Count the lines of the records that contain the string "house", treating uppercase and lowercase letters as different. Reply with the number only.

----- Data excerpts

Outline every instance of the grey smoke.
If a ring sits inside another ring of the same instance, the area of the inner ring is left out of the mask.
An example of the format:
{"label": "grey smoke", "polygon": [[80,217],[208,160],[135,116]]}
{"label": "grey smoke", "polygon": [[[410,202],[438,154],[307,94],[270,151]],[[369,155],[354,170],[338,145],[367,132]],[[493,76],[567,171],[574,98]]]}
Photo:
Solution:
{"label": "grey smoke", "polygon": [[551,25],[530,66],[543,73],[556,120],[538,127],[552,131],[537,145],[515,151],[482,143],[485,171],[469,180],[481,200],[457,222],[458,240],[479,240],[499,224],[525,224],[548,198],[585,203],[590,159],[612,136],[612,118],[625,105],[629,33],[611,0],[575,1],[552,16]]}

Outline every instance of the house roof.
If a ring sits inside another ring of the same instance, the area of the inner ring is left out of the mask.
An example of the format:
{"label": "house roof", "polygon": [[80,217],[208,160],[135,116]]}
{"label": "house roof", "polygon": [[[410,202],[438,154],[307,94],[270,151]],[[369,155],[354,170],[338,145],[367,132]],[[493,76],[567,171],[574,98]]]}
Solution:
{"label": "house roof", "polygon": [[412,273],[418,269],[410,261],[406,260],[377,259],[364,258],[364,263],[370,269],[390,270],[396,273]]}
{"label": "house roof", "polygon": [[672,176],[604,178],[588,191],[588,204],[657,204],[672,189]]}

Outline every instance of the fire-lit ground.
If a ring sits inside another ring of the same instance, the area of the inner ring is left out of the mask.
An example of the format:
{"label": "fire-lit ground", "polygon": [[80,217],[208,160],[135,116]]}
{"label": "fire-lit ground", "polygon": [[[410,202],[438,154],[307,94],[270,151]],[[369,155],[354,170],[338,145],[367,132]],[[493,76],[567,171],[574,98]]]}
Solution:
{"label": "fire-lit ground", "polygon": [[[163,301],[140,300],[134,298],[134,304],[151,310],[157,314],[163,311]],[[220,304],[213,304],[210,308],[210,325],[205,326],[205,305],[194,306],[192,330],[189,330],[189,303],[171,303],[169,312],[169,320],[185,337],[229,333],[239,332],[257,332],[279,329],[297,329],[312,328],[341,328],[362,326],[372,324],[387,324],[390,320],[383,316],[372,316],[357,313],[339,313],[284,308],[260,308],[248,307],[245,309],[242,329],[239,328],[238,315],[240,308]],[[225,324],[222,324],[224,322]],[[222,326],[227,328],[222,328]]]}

----------

### Output below:
5